* [Document extract]:
+-------+

The labour market and private consumption demand

May 2022 marked the first month in which the unemployment rate (4.7 per cent) fell below February 2020’s pre-pandemic rate of 4.8 per cent and the ESRI predicts that the economy is “likely to be operating to or at full employment over the coming period”, with unemployment forecast to fall as low as 4.2 per cent by Q4 2022.

The labour market showed strength with employment growth in high-wage and high-tech sectors, but the annual average wage growth forecasts of 3.5 per cent in 2022 and 4.5 per cent in 2023 do not keep pace with inflation rates, meaning that wage rates are set to decline on a real basis.

One metric that suggests that wages could increase further is a notable vacancy rate in the labour market, with an 80 per cent increase in vacancies from Q4 2019 to Q1 2022, an overall increase to 32,900 vacancies from 18,100 across all sectors. With these vacancies typically concentrated in high-wage, high-skill sectors, wages are forecast to continue to rise through 2023 and while this will lead to hopes that take-home pay could keep pace with inflation, it will also lead to fears of a wage-price spiral.

A fall in wages in real terms will inevitably impact private consumption demand, which in turn will limit the growth of the domestic economy. The ESRI predicts private consumer expenditure for 2023 to continue to grow, but for that growth rate to slow to 3.8 per cent in comparison with the 2022 forecast of 4.6 per cent. Meanwhile, the OECD has noted a “marked deterioration in consumer sentiment” due to “steadily rising consumer prices, combined with uncertainties around the war in Ukraine”, which have “fuelled uncertainty”.

Having recovered from the worst of the Covid pandemic and recorded growth rates between 5.9 per cent and 16.2 per cent in the four quarters of 2022, MDD is now forecast to have its growth rate slowed down to 3.3 per cent on an annual basis for Q2 2022. Due to the upward pressure in inflation and downward revision in its consumption forecast, the ESRI now predicts the growth rate to decline for the remainder of 2022 and average 4.4 per cent in 2022 relative to 2021.

+-------+

* [Complete the following]:
1: Decide whether each statement agrees with the passage on the labor market and consumer demand, answering yes or no and quoting the words that settle it: (a) In May 2022 the unemployment rate fell below its February 2020 level. (b) Vacancies dropped between Q4 2019 and Q1 2022. (c) The ESRI expects private consumer expenditure to grow faster in 2023 than in 2022.
2: According to the passage on the labor market and consumer demand, what annual average wage growth is forecast for 2023?
3: Carry on the passage on the labor market and consumer demand from its final sentence.

* [Source material]:

+-------+

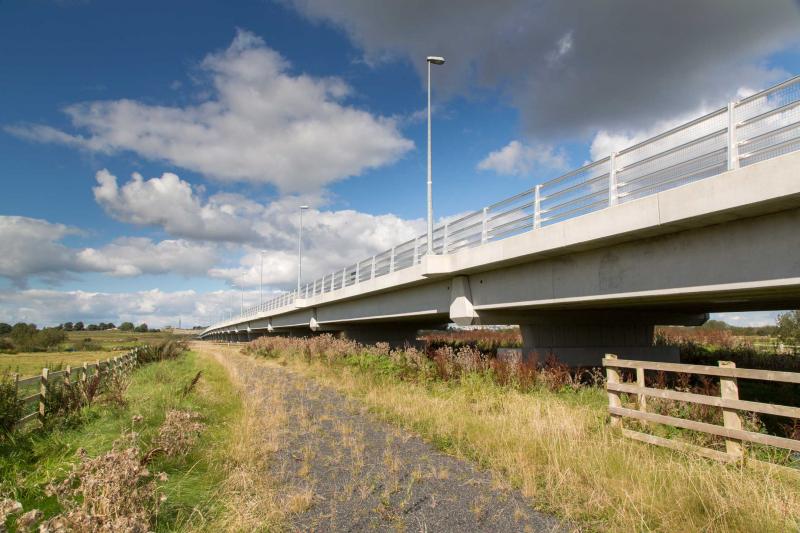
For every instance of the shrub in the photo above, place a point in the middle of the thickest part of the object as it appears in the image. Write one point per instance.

+-------+

* [Written responses]:
1:
(a) Yes: "May 2022 marked the first month in which the unemployment rate (4.7 per cent) fell below February 2020’s pre-pandemic rate of 4.8 per cent"
(b) No: "an 80 per cent increase in vacancies from Q4 2019 to Q1 2022"
(c) No: "for that growth rate to slow to 3.8 per cent in comparison with the 2022 forecast of 4.6 per cent"

2: 4.5 per cent.

3:
Budgetary actions

It is expected that Budget 2023 will include the introduction of a new tax bracket, with two options – 30 per cent rates for those earning €36,800-€41,800, costing the Exchequer €525 million a year, or for those earning between €36,800 and €46,800, which would cost €945 million per year – estimated to save taxpayers between €500-€1,000 per year per person. Boosts to social and child welfare payments are also said to be being mooted, but, as with tax breaks, it is difficult to see how these boosts in take-home pay would not be immediately swallowed by an inflating market unless their rates are tagged to inflation. Simultaneously, it is important to consider that Ireland’s surplus, large enough to handle the cost of these new tax brackets, is largely dependent upon the receipts of the notoriously volatile corporation tax and taking such money from the Exchequer requires a stability of income elsewhere.

The OECD states that measures such as untargeted electricity credits have thus far provided “only limited protections to poorer households” and suggests that future supports should “focus on temporary assistance to the most vulnerable and productivity-enhancing public investment”. Despite wage growth, it predicts that “high inflation will cut real household disposable income and weigh on firms’ investment decisions, especially in 2023, as the embargo on Russian oil takes effect” as of 5 February 2023.

To protect against this, the Government pledged a 6.5 per cent increase in public spending, which will exceed its previously pledged limit of 5 per cent rises from 2023 to 2025. With that increase totalling €6.7 billion, attention will now turn to how the Government distributes that increase and how it mitigates the coming pressures of global inflation.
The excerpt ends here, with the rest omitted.